**Set problem:** Put the lines below into a numbered list, starting at the line that contains "Exercise. Find the dog's" and running through the last line, both ends included. Omit blank lines and leave out the pictures.

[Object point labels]
——

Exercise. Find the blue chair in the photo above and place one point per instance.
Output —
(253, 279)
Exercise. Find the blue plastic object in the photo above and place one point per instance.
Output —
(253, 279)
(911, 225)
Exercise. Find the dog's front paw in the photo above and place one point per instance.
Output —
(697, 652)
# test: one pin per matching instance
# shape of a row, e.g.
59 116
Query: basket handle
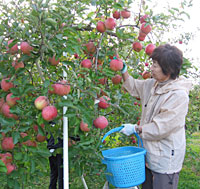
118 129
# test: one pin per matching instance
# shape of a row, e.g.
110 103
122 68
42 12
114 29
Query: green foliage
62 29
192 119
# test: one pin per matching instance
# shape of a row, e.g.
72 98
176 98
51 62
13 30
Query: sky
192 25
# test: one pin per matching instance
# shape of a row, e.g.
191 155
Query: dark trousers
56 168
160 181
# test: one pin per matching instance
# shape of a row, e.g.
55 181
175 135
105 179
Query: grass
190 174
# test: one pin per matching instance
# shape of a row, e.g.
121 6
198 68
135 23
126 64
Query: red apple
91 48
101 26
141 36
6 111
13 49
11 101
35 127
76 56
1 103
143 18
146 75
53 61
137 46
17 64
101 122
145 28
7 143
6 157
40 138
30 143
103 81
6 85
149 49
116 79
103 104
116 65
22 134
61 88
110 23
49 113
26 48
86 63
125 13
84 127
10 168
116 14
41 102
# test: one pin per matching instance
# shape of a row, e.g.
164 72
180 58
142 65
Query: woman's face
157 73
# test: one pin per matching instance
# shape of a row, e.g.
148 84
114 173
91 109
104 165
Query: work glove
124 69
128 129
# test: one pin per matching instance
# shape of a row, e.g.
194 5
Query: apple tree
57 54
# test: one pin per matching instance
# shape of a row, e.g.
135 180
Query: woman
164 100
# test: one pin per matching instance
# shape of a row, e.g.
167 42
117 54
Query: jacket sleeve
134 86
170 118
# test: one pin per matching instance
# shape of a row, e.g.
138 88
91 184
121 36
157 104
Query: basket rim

——

**Solution to this task:**
1. Exercise. Find the dog's front paw in the photo above and place one point per instance.
2. Output —
3. (697, 652)
4. # test: one pin per matching instance
5. # shape of a row, e.g.
6. 59 116
7. Query: basket handle
8. 118 129
9. # test: one pin per matching instance
10. # shape of a row, e.g.
11. 110 103
12. 122 68
13. 42 12
14. 114 29
15. Query: green foliage
16. 62 29
17. 192 119
18. # test: one pin per matching instance
19. # shape of a row, e.g.
20. 72 98
21. 176 98
22. 51 62
23. 13 30
24. Query: sky
25. 192 25
26. # test: one pin per matching instance
27. # shape of a row, e.g.
28. 191 155
29. Query: dark trousers
30. 56 168
31. 160 181
32. # test: one pin per matching instance
33. # shape of a row, e.g.
34. 55 181
35. 175 135
36. 105 179
37. Query: grass
38. 190 174
39. # test: one pin per matching instance
40. # shape of a row, e.g.
41. 121 6
42. 198 68
43. 135 23
44. 126 64
45. Query: red apple
46. 91 48
47. 101 26
48. 141 36
49. 6 111
50. 13 49
51. 11 101
52. 35 127
53. 76 56
54. 1 103
55. 143 18
56. 146 75
57. 53 61
58. 137 46
59. 17 64
60. 101 122
61. 145 28
62. 7 143
63. 6 157
64. 40 138
65. 30 143
66. 103 81
67. 6 85
68. 149 49
69. 116 79
70. 103 104
71. 116 65
72. 22 134
73. 61 88
74. 110 23
75. 49 113
76. 26 48
77. 86 63
78. 125 13
79. 84 127
80. 10 168
81. 116 14
82. 41 102
83. # test: one pin per matching instance
84. # shape of a row, e.g.
85. 164 72
86. 180 58
87. 142 65
88. Query: woman's face
89. 157 73
90. # test: one pin per matching instance
91. # shape of a row, e.g.
92. 148 84
93. 114 173
94. 91 109
95. 104 165
96. Query: work glove
97. 124 69
98. 128 129
99. # test: one pin per matching instance
100. # shape of a row, e.g.
101. 194 5
102. Query: apple tree
103. 57 54
104. # test: one pin per matching instance
105. # shape of a row, e.g.
106. 135 180
107. Query: woman
108. 164 100
109. # test: one pin per matching instance
110. # shape of a row, e.g.
111. 167 42
112. 117 54
113. Query: jacket sleeve
114. 134 86
115. 170 118
116. # test: one pin per matching instance
117. # shape of a row, e.g.
118. 138 88
119. 91 184
120. 121 36
121. 157 104
122. Query: basket rim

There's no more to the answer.